Given text:

________________

Poa cookii, sometimes called Cook's tussock-grass or bluegrass, is a species of tussock grass native to various subantarctic islands. The specific epithet honours British explorer James Cook who visited the Kerguelen Islands in 1776.

==Description==
Poa cookii is a deep green, perennial, gynomonoecious grass growing as densely clumped tussocks up to 800 mm in height, with the fibres from older leaf-sheaths forming a tangled mass at the base of the plant. It is a smaller plant than Poa foliosa with which it may grow. The grass flowers from November to February.

==Distribution and habitat==
The grass is found on the Prince Edward, Crozet, Heard and Kerguelen Islands of the southern Indian Ocean, as well as on Australia's Macquarie Island. On Heard it occupies moist and sandy areas along the shore and on peat flats with the cushion plant Azorella selago. On Macquarie it grows on rocky areas along the coast up to 200 m above sea level, on flats and slopes on wet peat and along the edges of creeks, often flourishing in the nutrient-rich soil near penguin colonies where it has a competitive advantage over the dominant Poa foliosa. On the Prince Edward Islands Poa cookii is eaten by caterpillars of the native moth Embryonopsis halticella. On Macquarie it has been severely affected by rabbit grazing.

________________

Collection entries
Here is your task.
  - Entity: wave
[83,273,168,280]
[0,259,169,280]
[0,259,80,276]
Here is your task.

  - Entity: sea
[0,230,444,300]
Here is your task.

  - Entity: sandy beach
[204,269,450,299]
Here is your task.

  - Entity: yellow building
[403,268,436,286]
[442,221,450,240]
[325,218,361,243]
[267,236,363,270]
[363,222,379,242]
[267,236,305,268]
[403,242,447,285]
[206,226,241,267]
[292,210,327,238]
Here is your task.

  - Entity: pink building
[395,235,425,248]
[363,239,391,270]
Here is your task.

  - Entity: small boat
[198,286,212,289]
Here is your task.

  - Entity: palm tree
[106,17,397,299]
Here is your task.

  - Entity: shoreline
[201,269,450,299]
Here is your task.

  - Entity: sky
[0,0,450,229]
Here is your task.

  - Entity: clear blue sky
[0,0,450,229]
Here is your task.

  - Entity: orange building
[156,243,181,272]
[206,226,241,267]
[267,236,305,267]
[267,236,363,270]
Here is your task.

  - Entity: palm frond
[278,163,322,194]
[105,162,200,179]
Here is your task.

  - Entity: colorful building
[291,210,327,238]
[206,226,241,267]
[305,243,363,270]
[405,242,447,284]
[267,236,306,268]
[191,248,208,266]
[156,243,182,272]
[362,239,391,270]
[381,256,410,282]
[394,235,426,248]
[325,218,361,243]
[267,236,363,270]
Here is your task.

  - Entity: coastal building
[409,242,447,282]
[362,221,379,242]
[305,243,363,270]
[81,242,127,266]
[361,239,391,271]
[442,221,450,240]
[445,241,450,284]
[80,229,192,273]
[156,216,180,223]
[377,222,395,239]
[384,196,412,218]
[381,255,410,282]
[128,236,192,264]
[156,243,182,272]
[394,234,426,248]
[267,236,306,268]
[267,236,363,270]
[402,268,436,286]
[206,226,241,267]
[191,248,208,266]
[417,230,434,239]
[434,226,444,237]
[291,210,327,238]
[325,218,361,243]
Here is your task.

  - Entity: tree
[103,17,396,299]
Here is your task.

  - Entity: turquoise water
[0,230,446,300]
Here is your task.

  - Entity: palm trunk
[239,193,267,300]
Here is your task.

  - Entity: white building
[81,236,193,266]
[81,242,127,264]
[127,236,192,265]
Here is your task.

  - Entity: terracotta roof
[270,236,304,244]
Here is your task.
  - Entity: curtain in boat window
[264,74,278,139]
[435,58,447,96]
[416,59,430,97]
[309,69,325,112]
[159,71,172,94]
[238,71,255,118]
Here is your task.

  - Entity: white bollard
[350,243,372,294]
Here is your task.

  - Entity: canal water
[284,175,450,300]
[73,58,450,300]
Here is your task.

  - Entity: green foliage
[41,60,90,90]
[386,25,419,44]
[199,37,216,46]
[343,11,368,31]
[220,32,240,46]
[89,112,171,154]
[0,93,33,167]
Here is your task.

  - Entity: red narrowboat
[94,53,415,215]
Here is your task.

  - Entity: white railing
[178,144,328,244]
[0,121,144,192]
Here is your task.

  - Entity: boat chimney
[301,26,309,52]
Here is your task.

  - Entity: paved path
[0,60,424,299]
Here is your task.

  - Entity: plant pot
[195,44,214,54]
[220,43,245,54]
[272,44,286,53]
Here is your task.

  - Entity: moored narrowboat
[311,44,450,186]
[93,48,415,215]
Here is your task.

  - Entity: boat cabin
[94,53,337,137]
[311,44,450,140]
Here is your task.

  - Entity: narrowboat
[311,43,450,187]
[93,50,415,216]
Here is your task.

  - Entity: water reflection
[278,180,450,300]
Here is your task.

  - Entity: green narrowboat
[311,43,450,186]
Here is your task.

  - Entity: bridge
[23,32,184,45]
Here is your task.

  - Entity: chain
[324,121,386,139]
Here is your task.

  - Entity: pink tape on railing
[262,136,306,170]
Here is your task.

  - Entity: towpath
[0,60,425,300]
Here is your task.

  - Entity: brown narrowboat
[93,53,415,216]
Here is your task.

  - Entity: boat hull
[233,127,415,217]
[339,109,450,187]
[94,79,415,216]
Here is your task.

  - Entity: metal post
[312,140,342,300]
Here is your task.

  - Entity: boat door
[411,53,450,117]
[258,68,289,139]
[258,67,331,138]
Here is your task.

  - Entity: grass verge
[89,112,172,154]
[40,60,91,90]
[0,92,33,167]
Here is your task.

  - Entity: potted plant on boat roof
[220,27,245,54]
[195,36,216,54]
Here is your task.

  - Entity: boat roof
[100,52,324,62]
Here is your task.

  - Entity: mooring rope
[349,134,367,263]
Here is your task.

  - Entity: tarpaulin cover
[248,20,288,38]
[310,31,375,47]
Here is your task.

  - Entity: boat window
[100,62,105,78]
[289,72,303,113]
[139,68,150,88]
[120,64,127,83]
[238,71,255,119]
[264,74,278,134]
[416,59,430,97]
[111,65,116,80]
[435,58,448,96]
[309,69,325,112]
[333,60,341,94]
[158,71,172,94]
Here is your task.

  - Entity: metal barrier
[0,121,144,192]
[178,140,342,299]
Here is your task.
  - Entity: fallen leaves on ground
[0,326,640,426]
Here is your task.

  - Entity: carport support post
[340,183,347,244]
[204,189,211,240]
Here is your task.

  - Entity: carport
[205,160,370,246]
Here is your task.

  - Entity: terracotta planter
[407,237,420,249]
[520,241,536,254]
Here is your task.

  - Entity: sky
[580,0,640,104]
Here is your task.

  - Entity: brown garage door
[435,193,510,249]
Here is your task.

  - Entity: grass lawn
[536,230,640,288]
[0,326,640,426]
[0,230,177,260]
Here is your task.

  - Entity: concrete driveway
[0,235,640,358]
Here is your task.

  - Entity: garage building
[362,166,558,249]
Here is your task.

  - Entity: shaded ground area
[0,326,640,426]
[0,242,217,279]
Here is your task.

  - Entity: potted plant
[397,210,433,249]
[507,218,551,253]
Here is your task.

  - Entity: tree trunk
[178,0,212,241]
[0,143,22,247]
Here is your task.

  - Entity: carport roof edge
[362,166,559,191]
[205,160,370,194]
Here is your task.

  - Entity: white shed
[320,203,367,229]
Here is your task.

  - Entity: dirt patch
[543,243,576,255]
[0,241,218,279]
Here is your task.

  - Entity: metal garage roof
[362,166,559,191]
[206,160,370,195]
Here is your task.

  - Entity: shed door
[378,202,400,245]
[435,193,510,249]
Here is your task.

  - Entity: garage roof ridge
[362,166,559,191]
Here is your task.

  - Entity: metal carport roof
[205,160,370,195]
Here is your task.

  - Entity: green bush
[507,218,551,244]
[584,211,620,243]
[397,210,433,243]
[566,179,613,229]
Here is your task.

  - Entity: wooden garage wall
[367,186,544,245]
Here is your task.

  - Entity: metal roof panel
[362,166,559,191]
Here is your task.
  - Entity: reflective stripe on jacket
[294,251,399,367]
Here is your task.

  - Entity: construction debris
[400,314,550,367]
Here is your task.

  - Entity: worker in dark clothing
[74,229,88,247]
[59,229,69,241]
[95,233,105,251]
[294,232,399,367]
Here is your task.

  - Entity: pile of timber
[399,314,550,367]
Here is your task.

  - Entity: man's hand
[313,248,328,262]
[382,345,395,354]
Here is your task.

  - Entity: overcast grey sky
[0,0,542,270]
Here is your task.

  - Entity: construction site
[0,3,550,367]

________________

Instructions for the task:
According to the Poa cookii text, which moth's caterpillars eat the grass on the Prince Edward Islands?

Answer to this problem:
Embryonopsis halticella, a native moth.